**THE TASK:** Print out every entry, keeping each line identical to the original.

(Dataset entries)
———

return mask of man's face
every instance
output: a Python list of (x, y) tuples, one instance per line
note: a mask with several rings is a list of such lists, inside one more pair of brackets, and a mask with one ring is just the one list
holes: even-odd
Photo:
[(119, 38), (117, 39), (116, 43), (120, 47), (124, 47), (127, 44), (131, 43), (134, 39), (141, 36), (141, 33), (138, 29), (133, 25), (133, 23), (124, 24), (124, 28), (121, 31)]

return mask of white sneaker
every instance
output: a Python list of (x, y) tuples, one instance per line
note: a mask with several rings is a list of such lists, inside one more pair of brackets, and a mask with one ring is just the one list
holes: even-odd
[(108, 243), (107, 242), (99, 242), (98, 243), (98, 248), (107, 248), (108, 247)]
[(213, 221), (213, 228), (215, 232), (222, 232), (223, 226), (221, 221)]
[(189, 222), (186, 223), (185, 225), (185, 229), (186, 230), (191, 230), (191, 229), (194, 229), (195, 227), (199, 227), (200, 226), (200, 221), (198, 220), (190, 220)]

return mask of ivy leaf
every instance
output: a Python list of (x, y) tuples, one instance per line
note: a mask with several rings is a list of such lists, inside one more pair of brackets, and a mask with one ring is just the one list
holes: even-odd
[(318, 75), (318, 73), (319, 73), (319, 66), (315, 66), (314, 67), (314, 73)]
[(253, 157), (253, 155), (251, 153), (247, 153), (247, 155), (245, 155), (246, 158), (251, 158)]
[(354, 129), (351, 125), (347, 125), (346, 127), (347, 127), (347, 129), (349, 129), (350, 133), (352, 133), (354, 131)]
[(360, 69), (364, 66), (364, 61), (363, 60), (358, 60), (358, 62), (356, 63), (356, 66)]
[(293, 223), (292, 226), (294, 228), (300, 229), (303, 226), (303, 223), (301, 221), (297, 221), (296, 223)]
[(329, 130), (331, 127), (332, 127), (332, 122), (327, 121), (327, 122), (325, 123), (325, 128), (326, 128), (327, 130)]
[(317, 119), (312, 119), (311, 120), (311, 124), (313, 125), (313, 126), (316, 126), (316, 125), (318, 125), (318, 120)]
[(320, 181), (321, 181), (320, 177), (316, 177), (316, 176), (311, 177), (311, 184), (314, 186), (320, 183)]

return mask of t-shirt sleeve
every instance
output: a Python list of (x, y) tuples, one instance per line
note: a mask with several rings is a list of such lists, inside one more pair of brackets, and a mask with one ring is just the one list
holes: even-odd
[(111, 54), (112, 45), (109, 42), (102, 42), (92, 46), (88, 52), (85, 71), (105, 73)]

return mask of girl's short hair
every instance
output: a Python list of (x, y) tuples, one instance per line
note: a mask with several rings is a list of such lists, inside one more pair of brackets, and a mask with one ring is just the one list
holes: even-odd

———

**ANSWER TO THIS TASK:**
return mask of man's face
every instance
output: a Python list of (x, y) tuples, one instance per line
note: a mask with several rings is a list of such lists, inside one more pair of brackets, and a mask with one ring is just the one list
holes: even-odd
Photo:
[(119, 38), (117, 39), (116, 43), (120, 47), (124, 47), (127, 44), (131, 43), (134, 39), (141, 36), (141, 33), (138, 29), (133, 25), (133, 23), (124, 24), (124, 28), (121, 31)]

return mask of white sneaker
every instance
output: a Python list of (x, y) tuples, one instance per line
note: a mask with several rings is a list of such lists, inside one more pair of brackets, and a mask with one ring is just the one list
holes: even-odd
[(108, 243), (107, 242), (99, 242), (98, 243), (98, 248), (107, 248), (108, 247)]
[(213, 221), (213, 228), (215, 232), (222, 232), (223, 226), (221, 221)]
[(189, 222), (186, 223), (185, 225), (185, 229), (186, 230), (191, 230), (191, 229), (194, 229), (195, 227), (199, 227), (200, 226), (200, 221), (198, 220), (190, 220)]

return mask of ivy leaf
every instance
output: a Python list of (x, y) tuples, one instance per line
note: a mask with several rings is a list of such lists, inside one more pair of brackets, and a mask with one ring is just the one list
holes: even-odd
[(318, 75), (318, 73), (319, 73), (319, 66), (315, 66), (314, 67), (314, 73)]
[(253, 157), (253, 155), (251, 153), (247, 153), (247, 155), (245, 155), (246, 158), (251, 158)]
[(354, 129), (351, 125), (347, 125), (346, 127), (347, 127), (347, 129), (349, 129), (350, 133), (352, 133), (354, 131)]
[(360, 69), (364, 66), (364, 61), (363, 60), (358, 60), (358, 62), (356, 63), (356, 66)]
[(293, 223), (292, 226), (294, 228), (300, 229), (303, 226), (303, 223), (301, 221), (297, 221), (296, 223)]
[(329, 130), (331, 127), (332, 127), (332, 122), (327, 121), (327, 122), (325, 123), (325, 128), (326, 128), (327, 130)]
[(317, 119), (312, 119), (311, 120), (311, 124), (313, 125), (313, 126), (316, 126), (316, 125), (318, 125), (318, 120)]
[(320, 181), (321, 181), (320, 177), (316, 177), (316, 176), (311, 177), (311, 184), (314, 186), (320, 183)]

return mask of t-shirt sleeve
every instance
output: a Python list of (x, y) tuples, one instance per line
note: a mask with several rings is a list of such lists, inside one more pair of brackets, and a mask with one ring is just the one list
holes: even-odd
[(111, 54), (112, 45), (109, 42), (102, 42), (92, 46), (88, 52), (85, 71), (105, 73)]

return mask of girl's short hair
every instance
output: a Python list of (x, y) tuples, one instance per line
note: a mask with several rings is a list of such lists, inside one more pair of brackets, and a mask with one ring is just the one list
holes: even-odd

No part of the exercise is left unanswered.